Exercise directions —
Retype all of the entries word for word.

Records for processing —
::::

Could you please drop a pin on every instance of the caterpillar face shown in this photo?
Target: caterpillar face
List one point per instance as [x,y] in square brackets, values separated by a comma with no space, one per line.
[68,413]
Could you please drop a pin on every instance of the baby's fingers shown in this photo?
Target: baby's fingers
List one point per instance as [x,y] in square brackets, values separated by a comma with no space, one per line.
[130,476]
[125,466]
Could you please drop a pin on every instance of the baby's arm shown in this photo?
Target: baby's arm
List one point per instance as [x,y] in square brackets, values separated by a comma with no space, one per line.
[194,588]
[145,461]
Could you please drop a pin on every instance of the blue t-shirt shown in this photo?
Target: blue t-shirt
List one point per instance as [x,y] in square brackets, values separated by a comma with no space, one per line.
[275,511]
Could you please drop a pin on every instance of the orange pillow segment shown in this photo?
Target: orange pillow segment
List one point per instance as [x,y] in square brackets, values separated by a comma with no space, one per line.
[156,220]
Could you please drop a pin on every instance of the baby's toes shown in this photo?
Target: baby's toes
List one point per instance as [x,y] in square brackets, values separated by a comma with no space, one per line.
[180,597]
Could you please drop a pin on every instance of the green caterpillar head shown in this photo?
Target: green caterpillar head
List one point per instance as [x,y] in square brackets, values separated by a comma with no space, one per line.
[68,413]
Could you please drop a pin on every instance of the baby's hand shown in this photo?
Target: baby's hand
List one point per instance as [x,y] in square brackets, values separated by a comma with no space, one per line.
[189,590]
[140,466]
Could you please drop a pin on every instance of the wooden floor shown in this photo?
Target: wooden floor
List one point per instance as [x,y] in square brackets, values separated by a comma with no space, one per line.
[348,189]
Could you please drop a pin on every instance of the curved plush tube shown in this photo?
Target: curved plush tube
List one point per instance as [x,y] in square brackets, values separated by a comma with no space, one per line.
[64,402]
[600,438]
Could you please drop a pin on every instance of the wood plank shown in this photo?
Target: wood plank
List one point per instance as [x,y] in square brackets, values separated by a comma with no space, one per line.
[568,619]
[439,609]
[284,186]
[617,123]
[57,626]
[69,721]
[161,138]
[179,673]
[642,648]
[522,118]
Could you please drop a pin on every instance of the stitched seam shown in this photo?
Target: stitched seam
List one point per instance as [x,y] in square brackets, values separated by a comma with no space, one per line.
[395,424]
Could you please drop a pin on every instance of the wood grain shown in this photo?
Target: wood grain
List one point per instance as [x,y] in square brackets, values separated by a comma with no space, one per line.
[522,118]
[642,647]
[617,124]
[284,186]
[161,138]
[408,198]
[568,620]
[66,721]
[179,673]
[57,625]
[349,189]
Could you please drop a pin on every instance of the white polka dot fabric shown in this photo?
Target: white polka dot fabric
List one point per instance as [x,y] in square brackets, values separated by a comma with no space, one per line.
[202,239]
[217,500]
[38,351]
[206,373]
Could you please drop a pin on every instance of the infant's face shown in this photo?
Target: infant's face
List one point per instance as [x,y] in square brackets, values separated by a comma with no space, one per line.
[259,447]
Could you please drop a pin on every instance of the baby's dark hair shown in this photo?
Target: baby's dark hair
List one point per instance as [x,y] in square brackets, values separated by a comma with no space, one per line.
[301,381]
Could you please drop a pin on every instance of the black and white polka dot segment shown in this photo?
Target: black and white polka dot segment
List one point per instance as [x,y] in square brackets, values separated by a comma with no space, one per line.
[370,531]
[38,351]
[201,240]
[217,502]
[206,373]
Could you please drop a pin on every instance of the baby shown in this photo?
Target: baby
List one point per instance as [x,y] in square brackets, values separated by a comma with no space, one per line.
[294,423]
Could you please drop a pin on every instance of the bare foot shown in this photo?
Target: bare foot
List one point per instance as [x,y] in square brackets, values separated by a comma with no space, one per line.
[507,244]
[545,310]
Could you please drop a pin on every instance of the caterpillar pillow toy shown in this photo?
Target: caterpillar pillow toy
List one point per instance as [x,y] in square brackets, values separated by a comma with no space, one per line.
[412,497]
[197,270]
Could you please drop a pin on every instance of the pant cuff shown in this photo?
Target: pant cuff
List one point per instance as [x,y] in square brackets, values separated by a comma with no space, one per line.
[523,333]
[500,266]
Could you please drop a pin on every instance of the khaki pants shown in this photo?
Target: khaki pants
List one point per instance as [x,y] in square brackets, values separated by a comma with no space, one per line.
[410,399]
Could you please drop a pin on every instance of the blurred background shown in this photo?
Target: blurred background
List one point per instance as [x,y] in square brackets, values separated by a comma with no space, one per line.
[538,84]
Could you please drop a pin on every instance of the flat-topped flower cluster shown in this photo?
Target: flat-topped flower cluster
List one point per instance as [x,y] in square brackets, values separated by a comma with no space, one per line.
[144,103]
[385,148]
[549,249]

::::

The response —
Could you please drop a pin on every instance of the caterpillar face shown in this photo?
Target: caterpillar face
List one point per instance as [x,y] in square brackets, values separated by a comma with no space, one per line.
[68,413]
Could you please drop a pin on every instance of the baby's fingers shown in this photo?
Target: baby's fingers
List one point per instance as [x,y] in square brackets, values separated by a comma with no space, one per line.
[130,476]
[125,466]
Could you please drop a pin on every instance of the baby's arm shown in this photo?
Target: baby's arm
List one point per instance as [x,y] in square brackets, values separated by a comma with no space, one per line.
[194,588]
[145,461]
Could you please drop a pin on every instance of the blue t-shirt shown in this photo?
Target: blue t-shirt
List one point per instance as [x,y] in square brackets, values separated by a comma with no space, one per line.
[275,511]
Could you please drop a pin on every instance of the orange pillow segment shown in this photo?
Target: orange pillow segment
List one point per instance as [x,y] in square brackets, values separated by a comma with no space, one per line.
[156,220]
Could you please drop a pin on every instance of the baby's toes shown in this photo?
Target: baby's toes
List one point per instance as [x,y] in square brackets, values separated by a comma with no space, one per line.
[180,597]
Could you please drop a pin on every instance of the green caterpillar head shown in this photo?
Target: green caterpillar head
List one point per instance as [x,y] in square brackets, values separated by a comma with no space, one per line.
[68,413]
Could you please drop a pin on every instance of the baby's hand shown in this photo?
Target: baby's hand
List one point per instance as [x,y] in square brackets, values separated by a comma with no space, one per line.
[189,590]
[140,466]
Could you please drop a pin on every instance of the wooden floor shown in this photo?
Target: wooden floor
List one point per instance as [x,y] in square brackets, values separated by a comma with no space, one per line.
[348,189]
Could you please drop a pin on every instance of the curved plush tube shown in this photo?
Target: curved plush tube
List one point per instance as [x,y] in square brackets, values separated by a comma with no space, one per line.
[64,402]
[600,438]
Could you please drop a pin on every instance of the wood plank shown in this photo?
Target: wood plank
List one point per instance as [x,y] in square brackets, values separated by a comma with no space, one per line.
[568,619]
[439,609]
[284,186]
[617,123]
[57,626]
[69,721]
[161,138]
[179,673]
[642,648]
[522,118]
Could you please drop a pin on every instance of the stitched seam shown in this photo?
Target: stitched seam
List one point per instance as [x,y] in square brackets, values separated by a comma with no space, one per line.
[395,424]
Could you please drop a pin on every instance of the wood grain shown in this photo?
Target: wood grain
List one point per instance as [x,y] in square brackets, values separated by a comma with no space, one per line.
[522,118]
[642,647]
[617,124]
[284,186]
[161,138]
[408,198]
[568,620]
[66,721]
[179,673]
[57,625]
[349,189]
Could you please drop a pin on every instance of the white polka dot fabric shown in this photo?
Target: white polka dot fabric
List one point per instance as [x,y] in square brackets, values separated by a comma with no space, one per line.
[202,239]
[217,500]
[38,351]
[206,373]
Could you please drop a pin on every instance of the infant's face shown in this photo?
Target: infant's face
List one point per instance as [x,y] in square brackets, values separated by a comma with no space, one per line.
[259,447]
Could you please drop a pin on every instance of the baby's dark hair shown in this photo?
Target: baby's dark hair
List one point per instance as [x,y] in square brackets, values separated by a comma with no space, one per line.
[301,381]
Could you please drop a pin on every instance of the black and white polka dot segment shown in this photo?
Target: black and white polka dot segment
List one point per instance as [x,y] in square brackets, values separated by a comma with no space, one per line.
[370,531]
[38,351]
[201,240]
[217,502]
[206,373]
Could you please drop a pin on every instance of the baby shown in this photo?
Target: baby
List one point per instance as [x,y] in square brackets, values separated by a comma with no space, one per line.
[294,423]
Could you please drop a pin on every instance of the bare foot shown in this photo?
Target: bare foot
List one point per instance as [x,y] in square brackets, values separated by a comma with no space, one per line.
[507,244]
[545,310]
Could you please drop a pin on every instance of the caterpillar pillow toy shown in this photo?
Target: caterpillar pillow toy
List one point per instance as [x,y] in square brackets, values separated by a comma with no space, one per line.
[412,497]
[197,270]
Could you please drop a pin on every instance of the pant cuff shown in this photo?
Target: pant cuff
List one point per instance as [x,y] in square brackets, values separated by a comma with no space, one per line.
[523,333]
[500,266]
Could you please drop a pin on every instance of the khaki pants shown in this photo?
Target: khaki pants
List one point per instance as [x,y] in square brackets, values separated by a comma with no space, one per line.
[410,399]
Could you please drop a pin on every instance of the blurred background shown in this photo?
Target: blurred background
List one point per instance as [x,y] in square brackets, values separated by a comma with no space, one per line.
[538,84]
Could you please drop a pin on every instance of the flat-topped flower cluster shown in this photo?
Target: flat-topped flower cluster
List one point per instance as [x,y] in square brackets, values separated by a comma with no space, one per line.
[144,103]
[385,148]
[549,249]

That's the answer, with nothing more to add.